(Requirement): Reproduce the full piece on normal lab results and abnormal feelings below, word for word.

(Text excerpt):
* * *

Kirsten’s Perspective: Normal Labs, Abnormal Feelings

Kirsten’s Perspective

is a monthly reflection on making health feel clearer, calmer, and more human. Drawing on years of experience alongside physicians and patients, this series helps translate complex medical information into understandable, actionable insight – with compassion, context, and respect for where each person is starting.

 

Normal Labs, Abnormal Feelings

There’s a moment I see over and over again.

Someone sits across from me holding a stack of lab results and says some version of, “They told me everything looks normal… but I don’t feel normal.”

Usually there’s a pause after that. Sometimes a shrug. Sometimes a laugh that doesn’t quite land. Almost always, a little confusion, and often some self-doubt layered in for good measure. Sometimes there’s cursing. Sometimes there are tears.

Because normal is supposed to feel reassuring. It’s the word you want to hear after bloodwork. Normal means you’re fine. Normal means nothing is wrong. Normal means you can stop worrying.

Except when you don’t feel fine at all.

This is where people hit a wall. They went to the doctor, did the labs, waited for answers… and instead got a neatly printed report that somehow manages to ignore the exhaustion, the brain fog, the weight that won’t budge, the inflammation, the anxiety, and the very real feeling that their body is not cooperating.

And quietly, often apologetically, they start to wonder if maybe they’re the problem.

* * *

(Supplied information):
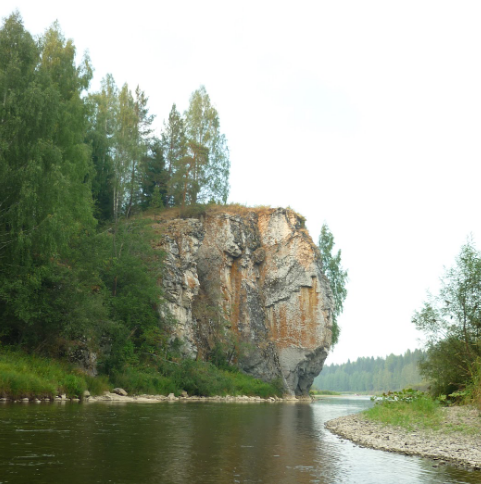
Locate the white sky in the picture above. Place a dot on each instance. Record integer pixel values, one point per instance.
(366, 115)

* * *

(Solution):
Kirsten’s Perspective: Normal Labs, Abnormal Feelings

Kirsten’s Perspective

is a monthly reflection on making health feel clearer, calmer, and more human. Drawing on years of experience alongside physicians and patients, this series helps translate complex medical information into understandable, actionable insight – with compassion, context, and respect for where each person is starting.

 

Normal Labs, Abnormal Feelings

There’s a moment I see over and over again.

Someone sits across from me holding a stack of lab results and says some version of, “They told me everything looks normal… but I don’t feel normal.”

Usually there’s a pause after that. Sometimes a shrug. Sometimes a laugh that doesn’t quite land. Almost always, a little confusion, and often some self-doubt layered in for good measure. Sometimes there’s cursing. Sometimes there are tears.

Because normal is supposed to feel reassuring. It’s the word you want to hear after bloodwork. Normal means you’re fine. Normal means nothing is wrong. Normal means you can stop worrying.

Except when you don’t feel fine at all.

This is where people hit a wall. They went to the doctor, did the labs, waited for answers… and instead got a neatly printed report that somehow manages to ignore the exhaustion, the brain fog, the weight that won’t budge, the inflammation, the anxiety, and the very real feeling that their body is not cooperating.

And quietly, often apologetically, they start to wonder if maybe they’re the problem.